+++ STORED ROWS +++
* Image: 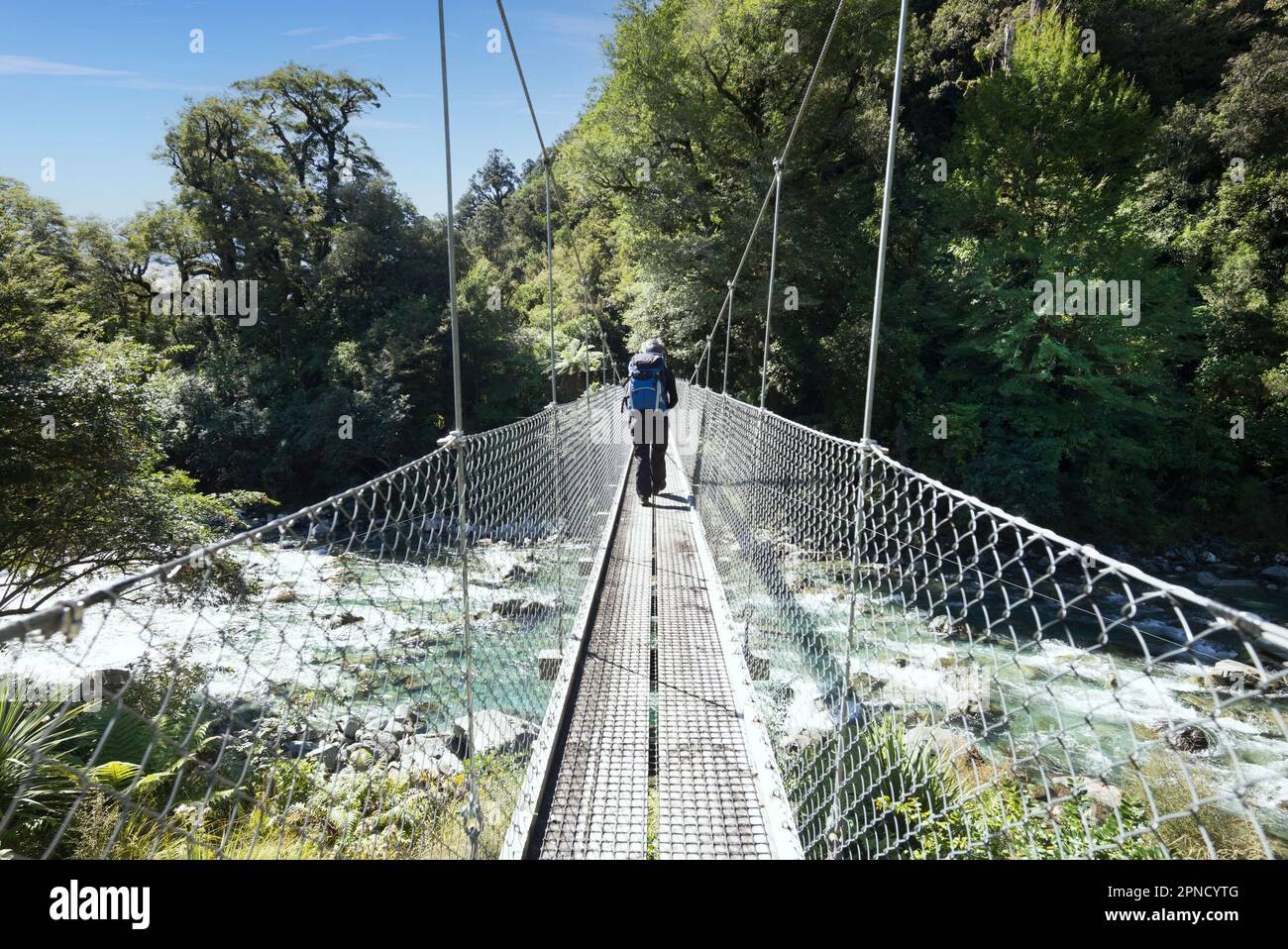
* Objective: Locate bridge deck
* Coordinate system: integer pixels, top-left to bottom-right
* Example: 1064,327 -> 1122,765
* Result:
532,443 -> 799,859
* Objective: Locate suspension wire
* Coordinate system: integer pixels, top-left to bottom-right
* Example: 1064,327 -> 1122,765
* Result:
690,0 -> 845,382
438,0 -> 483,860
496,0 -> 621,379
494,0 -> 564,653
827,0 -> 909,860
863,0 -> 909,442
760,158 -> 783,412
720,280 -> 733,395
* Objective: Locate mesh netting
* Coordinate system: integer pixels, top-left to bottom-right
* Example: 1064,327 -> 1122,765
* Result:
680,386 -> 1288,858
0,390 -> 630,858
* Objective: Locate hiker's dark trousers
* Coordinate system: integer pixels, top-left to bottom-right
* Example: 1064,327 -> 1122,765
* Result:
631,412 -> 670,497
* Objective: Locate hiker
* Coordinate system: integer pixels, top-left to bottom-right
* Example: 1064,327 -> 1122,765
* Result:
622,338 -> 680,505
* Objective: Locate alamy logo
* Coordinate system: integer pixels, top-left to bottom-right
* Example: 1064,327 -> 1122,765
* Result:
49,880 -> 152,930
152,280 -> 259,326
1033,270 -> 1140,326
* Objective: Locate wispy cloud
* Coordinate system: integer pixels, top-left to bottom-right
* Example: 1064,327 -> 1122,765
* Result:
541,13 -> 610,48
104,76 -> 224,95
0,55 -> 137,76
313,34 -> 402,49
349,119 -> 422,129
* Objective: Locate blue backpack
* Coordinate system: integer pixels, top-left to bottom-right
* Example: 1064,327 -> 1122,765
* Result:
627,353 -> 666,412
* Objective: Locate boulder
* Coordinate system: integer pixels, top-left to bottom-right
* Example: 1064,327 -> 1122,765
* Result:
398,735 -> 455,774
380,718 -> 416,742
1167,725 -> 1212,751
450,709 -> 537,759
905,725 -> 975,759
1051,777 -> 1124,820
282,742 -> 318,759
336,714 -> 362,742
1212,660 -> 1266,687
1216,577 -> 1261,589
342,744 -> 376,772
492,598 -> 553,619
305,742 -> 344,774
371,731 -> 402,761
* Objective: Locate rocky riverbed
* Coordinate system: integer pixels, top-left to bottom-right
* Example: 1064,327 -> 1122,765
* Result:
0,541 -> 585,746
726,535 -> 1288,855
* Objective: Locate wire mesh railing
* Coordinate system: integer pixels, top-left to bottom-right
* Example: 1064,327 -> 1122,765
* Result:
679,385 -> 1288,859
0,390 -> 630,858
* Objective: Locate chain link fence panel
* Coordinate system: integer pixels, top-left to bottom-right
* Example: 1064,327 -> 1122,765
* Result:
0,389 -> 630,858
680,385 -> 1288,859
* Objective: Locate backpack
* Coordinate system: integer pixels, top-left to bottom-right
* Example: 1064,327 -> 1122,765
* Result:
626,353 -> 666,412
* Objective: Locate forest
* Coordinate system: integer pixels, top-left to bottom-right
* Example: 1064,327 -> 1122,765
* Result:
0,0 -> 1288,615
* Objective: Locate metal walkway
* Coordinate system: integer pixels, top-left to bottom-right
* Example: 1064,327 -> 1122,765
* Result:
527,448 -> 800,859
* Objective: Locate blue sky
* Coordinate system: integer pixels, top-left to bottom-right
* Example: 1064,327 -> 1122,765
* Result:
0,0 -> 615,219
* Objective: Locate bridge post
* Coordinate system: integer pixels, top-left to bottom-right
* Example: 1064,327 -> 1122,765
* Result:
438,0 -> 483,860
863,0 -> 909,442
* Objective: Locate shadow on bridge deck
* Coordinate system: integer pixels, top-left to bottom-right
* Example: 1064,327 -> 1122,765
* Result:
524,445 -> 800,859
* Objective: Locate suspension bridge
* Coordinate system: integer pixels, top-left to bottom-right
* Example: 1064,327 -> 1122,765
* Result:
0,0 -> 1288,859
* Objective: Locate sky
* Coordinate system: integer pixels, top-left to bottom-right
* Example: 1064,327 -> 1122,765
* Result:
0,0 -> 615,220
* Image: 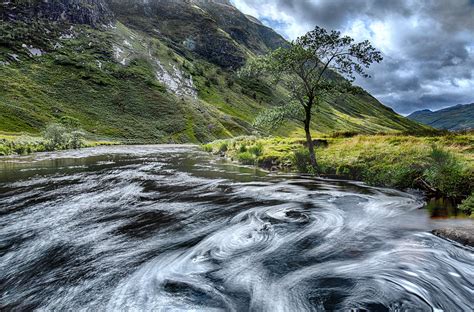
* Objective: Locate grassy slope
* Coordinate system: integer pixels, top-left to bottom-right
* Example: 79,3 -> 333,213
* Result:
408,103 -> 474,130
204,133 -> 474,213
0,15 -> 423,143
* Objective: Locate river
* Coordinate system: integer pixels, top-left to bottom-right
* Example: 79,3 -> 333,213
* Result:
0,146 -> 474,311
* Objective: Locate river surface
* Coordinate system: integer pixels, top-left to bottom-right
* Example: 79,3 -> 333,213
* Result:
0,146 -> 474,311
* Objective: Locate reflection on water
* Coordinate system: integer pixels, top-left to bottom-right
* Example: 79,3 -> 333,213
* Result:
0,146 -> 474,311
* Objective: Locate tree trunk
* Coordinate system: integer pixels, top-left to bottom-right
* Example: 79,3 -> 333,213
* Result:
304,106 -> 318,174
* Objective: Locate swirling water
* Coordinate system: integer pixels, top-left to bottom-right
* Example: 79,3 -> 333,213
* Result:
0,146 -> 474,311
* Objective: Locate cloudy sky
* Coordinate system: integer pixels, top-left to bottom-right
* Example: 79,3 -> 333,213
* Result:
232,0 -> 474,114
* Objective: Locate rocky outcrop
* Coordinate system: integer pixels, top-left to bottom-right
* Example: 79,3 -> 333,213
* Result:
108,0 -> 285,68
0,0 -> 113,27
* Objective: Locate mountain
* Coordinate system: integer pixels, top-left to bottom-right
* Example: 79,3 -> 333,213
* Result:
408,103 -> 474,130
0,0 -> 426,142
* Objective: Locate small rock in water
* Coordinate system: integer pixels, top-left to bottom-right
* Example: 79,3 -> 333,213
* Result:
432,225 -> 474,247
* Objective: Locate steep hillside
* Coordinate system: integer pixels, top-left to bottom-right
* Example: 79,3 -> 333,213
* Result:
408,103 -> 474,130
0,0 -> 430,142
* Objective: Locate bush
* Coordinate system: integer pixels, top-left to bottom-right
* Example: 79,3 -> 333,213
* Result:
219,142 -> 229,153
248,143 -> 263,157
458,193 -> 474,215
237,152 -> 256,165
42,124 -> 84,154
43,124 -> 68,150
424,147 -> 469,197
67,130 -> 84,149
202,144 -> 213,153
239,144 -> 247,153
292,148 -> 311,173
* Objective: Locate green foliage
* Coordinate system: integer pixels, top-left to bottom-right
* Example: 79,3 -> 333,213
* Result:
+++
-- WHAT YOU NEED TO DO --
Extract every line of the data above, reproducing each one exactly, but leave out the pictures.

-- RESPONSE TO THE EXERCISE --
* Image: 
* Objective: Locate bridge deck
* Coordinate system: integer pixels, top-left to bottom-right
* Example: 1064,327 -> 1122,765
* Result:
532,443 -> 799,859
* Objective: Locate suspension wire
* Coordinate system: integer pixels, top-left to bottom-right
* Example: 1064,327 -> 1122,765
* Result:
690,0 -> 845,382
438,0 -> 483,860
496,0 -> 621,379
494,0 -> 564,653
827,0 -> 909,860
863,0 -> 909,442
760,158 -> 783,412
720,280 -> 733,395
* Objective: Locate mesh netting
* Coordinate system: integer pixels, top-left to bottom-right
* Example: 1064,327 -> 1122,765
* Result:
680,386 -> 1288,858
0,390 -> 630,858
* Objective: Locate hiker's dark trousers
* Coordinate system: integer pixels, top-left to bottom-right
* Example: 1064,327 -> 1122,765
* Result:
631,412 -> 670,497
* Objective: Locate hiker
* Coordinate system: integer pixels, top-left to bottom-right
* Example: 1064,327 -> 1122,765
* Result:
622,338 -> 680,505
* Objective: Locate alamy logo
* Coordinate system: integer pixels, top-left to bottom-right
* Example: 1064,327 -> 1122,765
* Result:
49,880 -> 152,930
152,280 -> 259,326
1033,270 -> 1140,326
* Objective: Locate wispy cloud
* Coordinate system: integer pixels, top-left to bottom-right
* Example: 1064,327 -> 1122,765
* Result:
541,13 -> 610,48
104,76 -> 224,95
0,55 -> 137,76
313,34 -> 402,49
349,119 -> 422,129
* Objective: Locate blue backpack
* Coordinate system: integer pixels, top-left to bottom-right
* Example: 1064,327 -> 1122,765
* Result:
627,353 -> 666,412
* Objective: Locate boulder
* Coordinate system: integer pixels, top-left to bottom-right
* Example: 1064,327 -> 1122,765
* Result:
398,735 -> 455,774
380,718 -> 416,742
1167,725 -> 1212,751
450,709 -> 537,759
905,725 -> 975,759
1051,777 -> 1124,820
282,742 -> 318,759
336,714 -> 362,742
1212,660 -> 1266,687
1216,577 -> 1261,589
342,744 -> 376,772
492,598 -> 553,619
305,742 -> 344,774
371,731 -> 402,761
* Objective: Locate rocky riverbed
* Coordinate system: integer pixels, top-left to bottom-right
* Example: 1064,327 -> 1122,765
* Result:
0,541 -> 585,746
726,535 -> 1288,855
* Objective: Locate wire mesh railing
* Coordinate system: integer pixels, top-left to bottom-right
* Example: 1064,327 -> 1122,765
* Result:
679,385 -> 1288,859
0,390 -> 630,858
* Objective: Locate chain link fence panel
* Coordinate system: integer pixels, top-left to bottom-right
* Example: 1064,327 -> 1122,765
* Result:
0,389 -> 630,858
680,385 -> 1288,859
* Objective: Locate backpack
* Coordinate system: integer pixels, top-left to bottom-right
* Example: 1064,327 -> 1122,765
* Result:
626,353 -> 666,412
* Objective: Locate forest
* Coordinate system: integer pixels, top-left to bottom-right
* Example: 1064,327 -> 1122,765
* Result:
0,0 -> 1288,615
* Objective: Locate metal walkway
* Coordinate system: integer pixels, top-left to bottom-right
* Example: 1064,327 -> 1122,765
* Result:
527,448 -> 800,859
* Objective: Locate blue sky
* Coordinate system: integer pixels, top-left to bottom-right
* Example: 1064,327 -> 1122,765
* Result:
0,0 -> 615,219
* Objective: Locate bridge post
* Coordinate system: integer pixels, top-left to bottom-right
* Example: 1064,327 -> 1122,765
* Result:
438,0 -> 483,860
863,0 -> 909,442
* Objective: Locate shadow on bridge deck
* Coordinate system: integer pixels, top-left to bottom-right
* Example: 1064,327 -> 1122,765
* Result:
524,445 -> 800,859
* Objective: Locate suspension bridge
* Coordinate system: integer pixels, top-left to bottom-right
* Example: 1064,327 -> 1122,765
* Result:
0,0 -> 1288,859
* Objective: Locate sky
* Coordinate system: integer pixels, top-left to bottom-right
* Example: 1064,327 -> 1122,765
* Result:
0,0 -> 615,220
* Image: 
* Objective: Locate grassy slope
* Coordinate system: integer pixels, top-left to bottom-right
* Example: 79,3 -> 333,213
* Result:
408,103 -> 474,130
204,133 -> 474,213
0,15 -> 423,143
* Objective: Locate river
* Coordinate system: integer pixels, top-left to bottom-right
* Example: 79,3 -> 333,213
* Result:
0,146 -> 474,311
* Objective: Locate river surface
* Coordinate system: integer pixels, top-left to bottom-right
* Example: 79,3 -> 333,213
* Result:
0,146 -> 474,311
* Objective: Locate reflection on water
* Coordinate system: integer pixels, top-left to bottom-right
* Example: 79,3 -> 333,213
* Result:
0,146 -> 474,311
* Objective: Locate tree trunk
* Coordinate system: integer pixels, top-left to bottom-right
* Example: 79,3 -> 333,213
* Result:
304,106 -> 318,174
* Objective: Locate swirling water
* Coordinate system: integer pixels, top-left to bottom-right
* Example: 79,3 -> 333,213
* Result:
0,146 -> 474,311
* Objective: Locate cloudy sky
* Coordinate system: integer pixels, top-left to bottom-right
* Example: 79,3 -> 333,213
* Result:
232,0 -> 474,114
* Objective: Locate rocky outcrop
* Coordinate system: integer pixels, top-left to bottom-right
* Example: 79,3 -> 333,213
* Result:
108,0 -> 285,68
0,0 -> 113,27
* Objective: Locate mountain
* Coordinate system: integer pixels, top-left to bottom-right
* Example: 79,3 -> 333,213
* Result:
408,103 -> 474,130
0,0 -> 426,142
* Objective: Locate small rock in water
* Coordinate system: integer pixels, top-left to bottom-right
* Example: 79,3 -> 333,213
* Result:
432,225 -> 474,247
* Objective: Locate steep hillside
* Coordinate system: integer pixels, top-left to bottom-right
* Example: 79,3 -> 333,213
* Result:
408,103 -> 474,130
0,0 -> 430,142
* Objective: Locate bush
* Coordinate system: integer pixels, top-left to bottom-right
* Example: 79,3 -> 333,213
* Result:
219,142 -> 229,153
248,143 -> 263,157
458,193 -> 474,215
237,152 -> 256,165
42,124 -> 84,154
43,124 -> 68,150
424,147 -> 469,197
67,130 -> 84,149
202,144 -> 213,153
239,144 -> 247,153
292,148 -> 311,173
* Objective: Locate green foliage
* Coordinate system: integer pixels, top-left to bottom-right
* Example: 79,3 -> 333,213
* Result:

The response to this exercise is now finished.